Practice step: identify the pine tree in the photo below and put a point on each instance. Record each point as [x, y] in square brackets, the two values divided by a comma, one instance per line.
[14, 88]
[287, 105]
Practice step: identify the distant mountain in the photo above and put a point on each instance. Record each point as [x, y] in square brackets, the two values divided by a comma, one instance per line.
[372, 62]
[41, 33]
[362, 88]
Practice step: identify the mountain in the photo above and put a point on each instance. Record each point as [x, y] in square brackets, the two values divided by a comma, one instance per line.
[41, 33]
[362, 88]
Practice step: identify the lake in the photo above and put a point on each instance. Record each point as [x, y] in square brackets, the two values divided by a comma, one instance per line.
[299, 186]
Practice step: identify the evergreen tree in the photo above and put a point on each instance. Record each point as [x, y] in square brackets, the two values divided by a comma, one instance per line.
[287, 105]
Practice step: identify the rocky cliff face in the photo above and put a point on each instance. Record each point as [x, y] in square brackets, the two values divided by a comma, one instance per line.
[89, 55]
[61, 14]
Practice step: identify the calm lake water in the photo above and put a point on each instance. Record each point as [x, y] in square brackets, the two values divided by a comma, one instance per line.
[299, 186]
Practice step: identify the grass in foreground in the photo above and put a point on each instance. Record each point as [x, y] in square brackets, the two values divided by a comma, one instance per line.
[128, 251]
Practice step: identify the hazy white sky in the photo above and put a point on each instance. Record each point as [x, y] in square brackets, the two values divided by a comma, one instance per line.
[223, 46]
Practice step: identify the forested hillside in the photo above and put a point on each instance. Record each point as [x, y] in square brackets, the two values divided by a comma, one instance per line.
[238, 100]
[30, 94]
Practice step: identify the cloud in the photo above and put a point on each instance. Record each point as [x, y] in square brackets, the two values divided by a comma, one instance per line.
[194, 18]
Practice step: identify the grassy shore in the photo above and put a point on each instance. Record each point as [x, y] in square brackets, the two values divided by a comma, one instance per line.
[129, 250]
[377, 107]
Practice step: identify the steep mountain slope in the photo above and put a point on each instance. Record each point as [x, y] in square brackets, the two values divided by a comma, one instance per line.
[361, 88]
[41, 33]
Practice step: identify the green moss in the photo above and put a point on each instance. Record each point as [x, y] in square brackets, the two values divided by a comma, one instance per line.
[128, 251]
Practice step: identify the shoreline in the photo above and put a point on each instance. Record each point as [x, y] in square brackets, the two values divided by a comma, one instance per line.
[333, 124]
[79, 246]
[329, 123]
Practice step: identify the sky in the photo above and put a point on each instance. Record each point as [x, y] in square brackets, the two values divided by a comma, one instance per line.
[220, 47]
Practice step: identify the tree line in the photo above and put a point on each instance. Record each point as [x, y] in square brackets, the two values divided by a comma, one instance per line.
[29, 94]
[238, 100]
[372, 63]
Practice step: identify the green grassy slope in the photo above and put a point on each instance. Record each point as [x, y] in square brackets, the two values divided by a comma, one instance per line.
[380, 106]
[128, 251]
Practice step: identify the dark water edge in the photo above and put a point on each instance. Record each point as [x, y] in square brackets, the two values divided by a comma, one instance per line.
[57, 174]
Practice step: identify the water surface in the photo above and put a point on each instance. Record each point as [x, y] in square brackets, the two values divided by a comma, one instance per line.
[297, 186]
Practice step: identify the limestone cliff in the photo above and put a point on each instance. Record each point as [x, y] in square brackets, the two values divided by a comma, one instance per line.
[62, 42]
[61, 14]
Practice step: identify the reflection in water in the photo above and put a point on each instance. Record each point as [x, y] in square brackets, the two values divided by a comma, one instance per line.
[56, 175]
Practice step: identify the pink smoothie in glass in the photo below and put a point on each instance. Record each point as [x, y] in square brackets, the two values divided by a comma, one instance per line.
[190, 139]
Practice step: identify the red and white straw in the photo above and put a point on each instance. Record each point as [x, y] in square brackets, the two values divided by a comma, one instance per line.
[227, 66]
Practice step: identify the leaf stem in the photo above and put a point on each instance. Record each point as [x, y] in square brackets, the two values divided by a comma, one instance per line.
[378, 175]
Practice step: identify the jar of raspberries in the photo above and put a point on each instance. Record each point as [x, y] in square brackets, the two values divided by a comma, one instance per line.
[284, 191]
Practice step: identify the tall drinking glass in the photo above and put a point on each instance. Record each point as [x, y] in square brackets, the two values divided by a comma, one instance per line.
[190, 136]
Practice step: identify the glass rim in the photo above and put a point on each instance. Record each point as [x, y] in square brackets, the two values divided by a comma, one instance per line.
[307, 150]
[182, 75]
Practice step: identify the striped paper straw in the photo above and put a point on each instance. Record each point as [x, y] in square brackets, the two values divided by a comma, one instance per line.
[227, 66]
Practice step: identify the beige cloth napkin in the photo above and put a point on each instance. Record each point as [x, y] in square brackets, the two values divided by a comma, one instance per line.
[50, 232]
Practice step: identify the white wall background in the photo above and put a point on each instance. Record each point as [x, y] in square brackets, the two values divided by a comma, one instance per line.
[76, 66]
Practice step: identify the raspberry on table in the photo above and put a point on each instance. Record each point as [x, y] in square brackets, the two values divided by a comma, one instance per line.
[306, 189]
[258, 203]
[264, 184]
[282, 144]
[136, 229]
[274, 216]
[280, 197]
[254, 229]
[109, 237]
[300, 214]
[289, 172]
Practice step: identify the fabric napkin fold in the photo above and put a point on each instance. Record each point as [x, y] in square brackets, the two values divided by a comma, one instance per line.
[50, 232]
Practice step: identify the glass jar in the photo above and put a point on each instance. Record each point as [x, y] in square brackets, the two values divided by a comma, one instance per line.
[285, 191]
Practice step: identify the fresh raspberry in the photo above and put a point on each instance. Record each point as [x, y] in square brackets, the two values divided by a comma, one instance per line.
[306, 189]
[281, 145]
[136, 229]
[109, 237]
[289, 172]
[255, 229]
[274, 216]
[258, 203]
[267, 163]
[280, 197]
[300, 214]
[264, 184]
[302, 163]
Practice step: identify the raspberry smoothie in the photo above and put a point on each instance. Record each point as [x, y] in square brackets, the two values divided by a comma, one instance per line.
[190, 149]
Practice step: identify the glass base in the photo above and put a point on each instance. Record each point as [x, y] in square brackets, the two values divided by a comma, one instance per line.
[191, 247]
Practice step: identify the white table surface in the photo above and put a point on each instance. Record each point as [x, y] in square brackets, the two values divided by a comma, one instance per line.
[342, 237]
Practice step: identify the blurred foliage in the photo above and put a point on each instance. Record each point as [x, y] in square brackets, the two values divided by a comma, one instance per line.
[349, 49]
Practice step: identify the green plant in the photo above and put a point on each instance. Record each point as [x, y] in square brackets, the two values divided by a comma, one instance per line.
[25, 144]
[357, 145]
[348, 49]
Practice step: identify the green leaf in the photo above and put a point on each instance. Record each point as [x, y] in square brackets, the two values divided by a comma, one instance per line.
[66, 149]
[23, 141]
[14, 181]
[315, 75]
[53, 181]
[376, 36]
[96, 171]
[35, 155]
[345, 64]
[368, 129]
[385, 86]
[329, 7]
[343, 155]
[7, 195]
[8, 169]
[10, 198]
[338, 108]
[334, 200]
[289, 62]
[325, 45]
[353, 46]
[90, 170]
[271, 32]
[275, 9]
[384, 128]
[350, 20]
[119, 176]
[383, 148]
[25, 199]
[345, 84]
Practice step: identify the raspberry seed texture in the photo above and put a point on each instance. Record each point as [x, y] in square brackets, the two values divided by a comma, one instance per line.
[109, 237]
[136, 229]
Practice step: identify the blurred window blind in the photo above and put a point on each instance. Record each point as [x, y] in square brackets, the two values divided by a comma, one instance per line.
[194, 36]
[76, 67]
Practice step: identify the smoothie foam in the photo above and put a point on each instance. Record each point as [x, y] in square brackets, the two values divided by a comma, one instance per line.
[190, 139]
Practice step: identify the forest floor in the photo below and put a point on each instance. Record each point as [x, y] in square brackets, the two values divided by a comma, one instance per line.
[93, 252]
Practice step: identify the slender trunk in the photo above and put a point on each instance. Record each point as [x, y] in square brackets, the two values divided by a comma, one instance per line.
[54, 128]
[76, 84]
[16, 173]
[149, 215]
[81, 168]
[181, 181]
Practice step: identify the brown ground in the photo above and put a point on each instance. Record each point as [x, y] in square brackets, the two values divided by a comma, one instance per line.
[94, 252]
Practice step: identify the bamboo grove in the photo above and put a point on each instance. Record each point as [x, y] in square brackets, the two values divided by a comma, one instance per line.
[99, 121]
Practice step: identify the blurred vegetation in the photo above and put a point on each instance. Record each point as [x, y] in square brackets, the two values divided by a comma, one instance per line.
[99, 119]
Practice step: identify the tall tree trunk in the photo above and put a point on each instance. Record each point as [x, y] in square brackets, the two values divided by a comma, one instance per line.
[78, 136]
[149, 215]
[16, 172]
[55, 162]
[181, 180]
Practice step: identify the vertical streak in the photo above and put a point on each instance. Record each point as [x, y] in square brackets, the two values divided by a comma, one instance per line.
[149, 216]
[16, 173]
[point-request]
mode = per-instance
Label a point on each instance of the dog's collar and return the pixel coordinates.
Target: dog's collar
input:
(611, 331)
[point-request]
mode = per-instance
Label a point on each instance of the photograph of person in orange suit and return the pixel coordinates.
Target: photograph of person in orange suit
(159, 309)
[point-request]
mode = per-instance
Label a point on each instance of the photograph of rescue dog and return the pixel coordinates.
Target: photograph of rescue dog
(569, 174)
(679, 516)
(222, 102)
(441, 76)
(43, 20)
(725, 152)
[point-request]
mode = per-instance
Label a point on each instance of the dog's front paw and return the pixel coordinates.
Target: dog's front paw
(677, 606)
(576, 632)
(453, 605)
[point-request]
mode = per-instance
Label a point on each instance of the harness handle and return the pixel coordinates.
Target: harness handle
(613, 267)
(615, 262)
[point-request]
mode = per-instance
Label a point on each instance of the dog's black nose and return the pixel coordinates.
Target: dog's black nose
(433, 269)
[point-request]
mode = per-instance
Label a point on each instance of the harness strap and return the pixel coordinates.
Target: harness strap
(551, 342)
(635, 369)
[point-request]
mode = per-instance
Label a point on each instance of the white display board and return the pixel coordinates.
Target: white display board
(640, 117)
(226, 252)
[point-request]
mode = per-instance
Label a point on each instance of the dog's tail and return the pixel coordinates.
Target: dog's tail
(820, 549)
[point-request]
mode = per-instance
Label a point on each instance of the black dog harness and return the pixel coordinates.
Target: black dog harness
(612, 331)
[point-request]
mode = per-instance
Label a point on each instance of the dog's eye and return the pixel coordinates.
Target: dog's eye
● ● ● ●
- REQUIRED ACTION
Using the data above, establish how many lines include the word "collar"; the reply is that number only.

- SOLUTION TO THE EXERCISE
2